Given passage
****************

So one hundred marching band members slogged across the field,
soggy feathers matted to their tubas, but the show went on as the delighted fans sang “Hail to the Redskins.” Marshall understood the value of entertainment. The Steelers would have to learn to be competitive in this arena as well.
Mossy Murphy came straight from Duquesne University, where he had successfully entertained fans and led the student body cheering section. He didn't look anything like a cheerleader. Standing five-foot-nine and weighing well over two hundred pounds, he had a larger-than-life personality and a creative spark that our team sorely needed.
He would try anything. He'd ride around the field on an undersized motor scooter, making certain the halftime performances were choreographed just so. Watching him putt around on that tiny scooter, gesturing, giving orders like a field marshal, left the fans and the team howling with laughter. He brought in professional or high school bands for every home game. The latter innovation was an especially good strategy, since the families and friends of the high school band members helped fill the stands.
He organized elaborate halftime shows. One Sunday it might be a jazz theme, the next we'd fight the Civil War. He always came up with something unusual. He set up a big muzzle-loading cannon in the end zone and torched it off whenever we scored a touchdown. One time he almost blasted receiver Buddy Dial as he crossed the goal line and ran into Mossy's line of fire. Dial's ad-libbed theatrical death scene made the highlight films for many years after.

****************

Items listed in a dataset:
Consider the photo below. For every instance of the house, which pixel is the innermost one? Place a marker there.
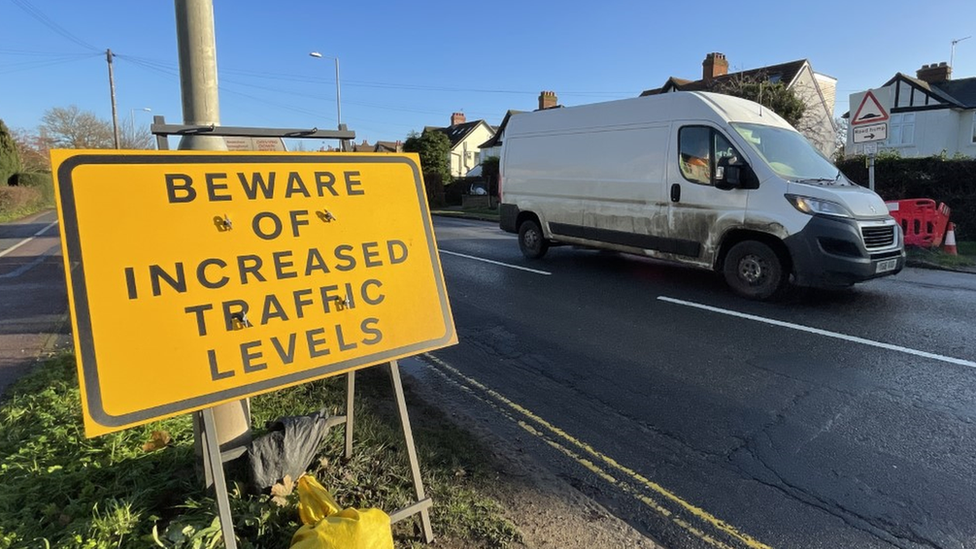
(380, 146)
(817, 91)
(493, 147)
(927, 114)
(466, 138)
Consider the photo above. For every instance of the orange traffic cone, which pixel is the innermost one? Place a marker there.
(950, 244)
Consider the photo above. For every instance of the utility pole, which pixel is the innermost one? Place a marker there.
(198, 85)
(221, 433)
(111, 85)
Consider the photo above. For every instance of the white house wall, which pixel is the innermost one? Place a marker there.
(817, 123)
(465, 155)
(936, 130)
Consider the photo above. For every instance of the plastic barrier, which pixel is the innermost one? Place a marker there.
(921, 221)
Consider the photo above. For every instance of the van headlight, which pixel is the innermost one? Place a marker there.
(814, 206)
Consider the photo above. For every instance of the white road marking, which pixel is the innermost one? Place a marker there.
(26, 240)
(496, 263)
(826, 333)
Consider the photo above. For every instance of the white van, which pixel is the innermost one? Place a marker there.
(703, 179)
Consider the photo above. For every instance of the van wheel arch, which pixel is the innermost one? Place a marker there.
(532, 240)
(770, 242)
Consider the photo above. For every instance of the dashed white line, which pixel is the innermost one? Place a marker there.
(825, 333)
(26, 240)
(510, 266)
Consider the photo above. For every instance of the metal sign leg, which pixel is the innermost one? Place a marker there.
(216, 466)
(350, 391)
(422, 502)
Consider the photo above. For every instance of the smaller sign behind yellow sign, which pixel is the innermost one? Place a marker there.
(199, 278)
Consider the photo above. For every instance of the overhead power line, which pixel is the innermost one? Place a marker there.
(29, 8)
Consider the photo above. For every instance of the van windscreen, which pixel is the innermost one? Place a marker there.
(790, 155)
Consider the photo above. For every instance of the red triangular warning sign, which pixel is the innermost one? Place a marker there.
(870, 111)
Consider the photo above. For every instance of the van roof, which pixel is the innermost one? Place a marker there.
(666, 107)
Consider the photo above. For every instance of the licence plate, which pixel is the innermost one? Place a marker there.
(886, 265)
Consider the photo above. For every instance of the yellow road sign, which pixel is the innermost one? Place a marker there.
(196, 278)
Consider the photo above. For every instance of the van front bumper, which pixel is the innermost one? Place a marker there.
(831, 252)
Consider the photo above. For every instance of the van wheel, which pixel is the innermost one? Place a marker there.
(753, 270)
(531, 241)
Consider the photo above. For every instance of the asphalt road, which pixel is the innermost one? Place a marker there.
(835, 419)
(33, 298)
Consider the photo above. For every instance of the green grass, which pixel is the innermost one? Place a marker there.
(966, 257)
(61, 489)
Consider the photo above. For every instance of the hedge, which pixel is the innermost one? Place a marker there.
(17, 201)
(41, 181)
(952, 181)
(26, 194)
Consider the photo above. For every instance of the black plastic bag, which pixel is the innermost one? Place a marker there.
(288, 449)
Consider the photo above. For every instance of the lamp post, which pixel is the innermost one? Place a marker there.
(132, 115)
(338, 103)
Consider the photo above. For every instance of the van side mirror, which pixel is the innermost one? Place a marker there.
(734, 175)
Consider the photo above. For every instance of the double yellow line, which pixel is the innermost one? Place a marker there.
(600, 464)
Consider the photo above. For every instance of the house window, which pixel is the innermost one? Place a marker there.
(901, 129)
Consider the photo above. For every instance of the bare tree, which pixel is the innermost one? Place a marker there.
(35, 155)
(73, 128)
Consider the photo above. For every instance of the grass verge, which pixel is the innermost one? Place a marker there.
(966, 258)
(64, 490)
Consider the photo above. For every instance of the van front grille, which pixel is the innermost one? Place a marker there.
(878, 237)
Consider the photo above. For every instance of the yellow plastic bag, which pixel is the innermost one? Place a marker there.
(328, 527)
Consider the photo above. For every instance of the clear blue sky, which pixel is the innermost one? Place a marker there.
(406, 65)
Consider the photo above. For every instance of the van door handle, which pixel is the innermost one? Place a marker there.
(675, 192)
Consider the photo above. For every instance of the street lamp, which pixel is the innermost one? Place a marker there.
(132, 115)
(338, 103)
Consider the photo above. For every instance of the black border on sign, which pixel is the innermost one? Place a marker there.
(80, 292)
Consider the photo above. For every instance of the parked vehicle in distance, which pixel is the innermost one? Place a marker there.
(702, 179)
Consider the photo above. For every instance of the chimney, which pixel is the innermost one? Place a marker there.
(934, 73)
(714, 66)
(547, 100)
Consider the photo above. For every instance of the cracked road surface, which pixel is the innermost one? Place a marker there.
(834, 419)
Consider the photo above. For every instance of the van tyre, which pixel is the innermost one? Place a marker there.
(531, 240)
(753, 270)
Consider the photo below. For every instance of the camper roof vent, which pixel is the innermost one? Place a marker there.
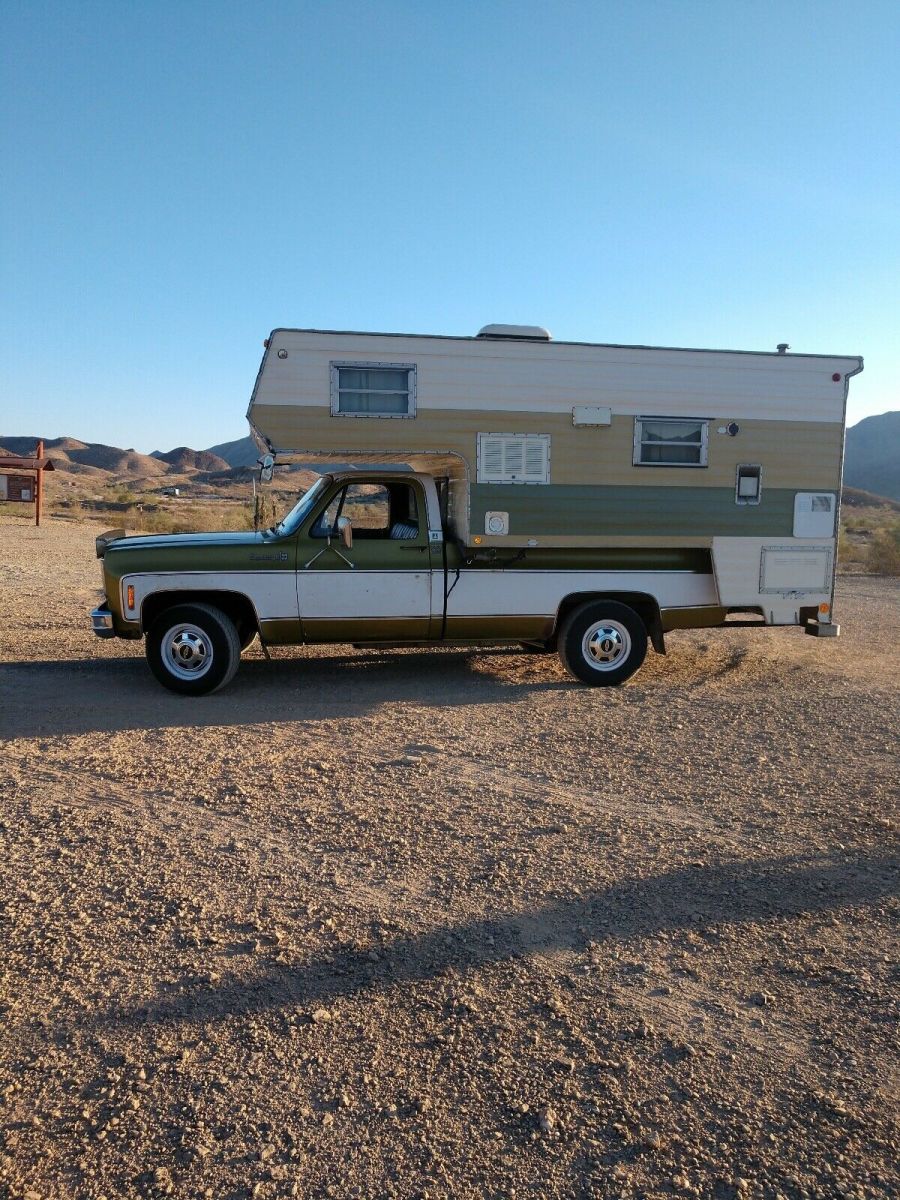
(531, 333)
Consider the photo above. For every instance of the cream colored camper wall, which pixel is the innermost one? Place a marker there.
(793, 454)
(472, 375)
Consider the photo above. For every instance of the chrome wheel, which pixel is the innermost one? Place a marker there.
(606, 645)
(187, 652)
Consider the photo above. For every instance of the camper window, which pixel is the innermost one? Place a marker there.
(372, 389)
(670, 442)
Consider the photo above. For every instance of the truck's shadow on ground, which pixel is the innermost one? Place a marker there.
(63, 697)
(697, 898)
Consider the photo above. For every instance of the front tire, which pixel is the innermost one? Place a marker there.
(193, 648)
(603, 642)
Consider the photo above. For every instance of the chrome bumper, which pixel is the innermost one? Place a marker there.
(102, 623)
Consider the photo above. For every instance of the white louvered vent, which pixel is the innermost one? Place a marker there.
(514, 457)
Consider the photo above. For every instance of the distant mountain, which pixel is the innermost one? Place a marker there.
(183, 459)
(856, 498)
(873, 455)
(89, 459)
(243, 453)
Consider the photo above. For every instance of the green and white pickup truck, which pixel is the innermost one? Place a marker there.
(369, 559)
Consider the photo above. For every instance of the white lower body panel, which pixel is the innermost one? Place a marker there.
(540, 593)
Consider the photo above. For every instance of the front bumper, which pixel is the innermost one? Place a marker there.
(102, 622)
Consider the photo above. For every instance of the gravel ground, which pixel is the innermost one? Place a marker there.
(405, 924)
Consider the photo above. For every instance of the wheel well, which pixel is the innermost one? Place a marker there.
(233, 604)
(646, 606)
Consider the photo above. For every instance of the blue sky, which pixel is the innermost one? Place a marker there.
(180, 178)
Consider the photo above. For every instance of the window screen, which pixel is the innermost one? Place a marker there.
(514, 457)
(372, 389)
(669, 442)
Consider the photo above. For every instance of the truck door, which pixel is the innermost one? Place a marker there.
(379, 588)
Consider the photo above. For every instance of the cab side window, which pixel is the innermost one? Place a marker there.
(377, 510)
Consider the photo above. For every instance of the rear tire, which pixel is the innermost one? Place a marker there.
(193, 648)
(603, 642)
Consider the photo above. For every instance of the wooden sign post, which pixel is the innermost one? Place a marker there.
(29, 487)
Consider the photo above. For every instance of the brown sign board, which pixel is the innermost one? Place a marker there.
(17, 487)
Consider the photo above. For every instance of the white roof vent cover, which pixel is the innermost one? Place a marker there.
(531, 333)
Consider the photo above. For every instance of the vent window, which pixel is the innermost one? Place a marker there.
(670, 442)
(514, 457)
(372, 389)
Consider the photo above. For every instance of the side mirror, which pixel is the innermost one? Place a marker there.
(345, 532)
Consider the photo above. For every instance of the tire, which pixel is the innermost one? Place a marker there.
(193, 649)
(603, 642)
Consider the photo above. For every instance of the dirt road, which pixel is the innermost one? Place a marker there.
(407, 924)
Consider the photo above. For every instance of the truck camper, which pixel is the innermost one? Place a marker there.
(508, 487)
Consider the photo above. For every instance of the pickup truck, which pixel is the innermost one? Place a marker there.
(371, 559)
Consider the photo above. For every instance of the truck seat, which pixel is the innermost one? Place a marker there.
(403, 531)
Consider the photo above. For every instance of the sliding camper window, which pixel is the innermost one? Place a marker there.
(670, 442)
(372, 389)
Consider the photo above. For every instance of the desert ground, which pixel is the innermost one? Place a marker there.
(406, 924)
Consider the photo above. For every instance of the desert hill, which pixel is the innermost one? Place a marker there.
(183, 460)
(873, 455)
(243, 453)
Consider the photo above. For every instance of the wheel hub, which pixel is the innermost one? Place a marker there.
(187, 652)
(606, 645)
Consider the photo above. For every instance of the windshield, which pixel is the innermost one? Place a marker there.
(292, 522)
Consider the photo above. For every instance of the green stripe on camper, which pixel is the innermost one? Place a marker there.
(616, 511)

****************

According to the passage about Mossy Murphy, what did he do whenever the team scored a touchdown?

He fired off a big muzzle-loading cannon that he had set up in the end zone.